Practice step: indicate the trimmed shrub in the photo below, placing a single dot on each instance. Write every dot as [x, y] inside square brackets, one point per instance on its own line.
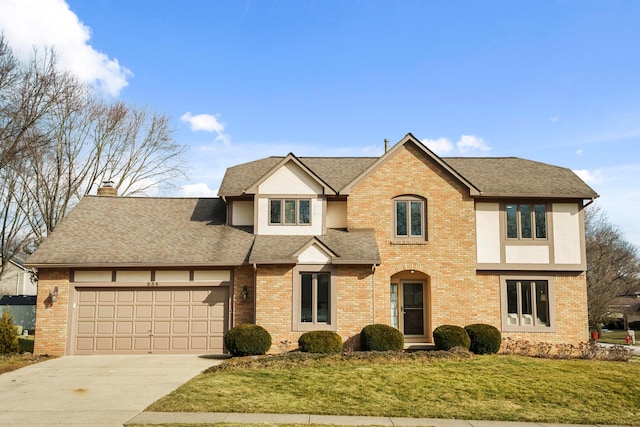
[379, 337]
[247, 340]
[320, 342]
[448, 336]
[485, 339]
[8, 334]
------------------------------------------------
Please repeat the rows above word for word, leaving the pictures out.

Practice step: indicate the trimmed shrub in the photo below, placing a single dot on each instance. Write every dot as [x, y] inside square brackets, one point per instance on its own line.
[379, 337]
[247, 340]
[320, 342]
[448, 336]
[485, 339]
[8, 334]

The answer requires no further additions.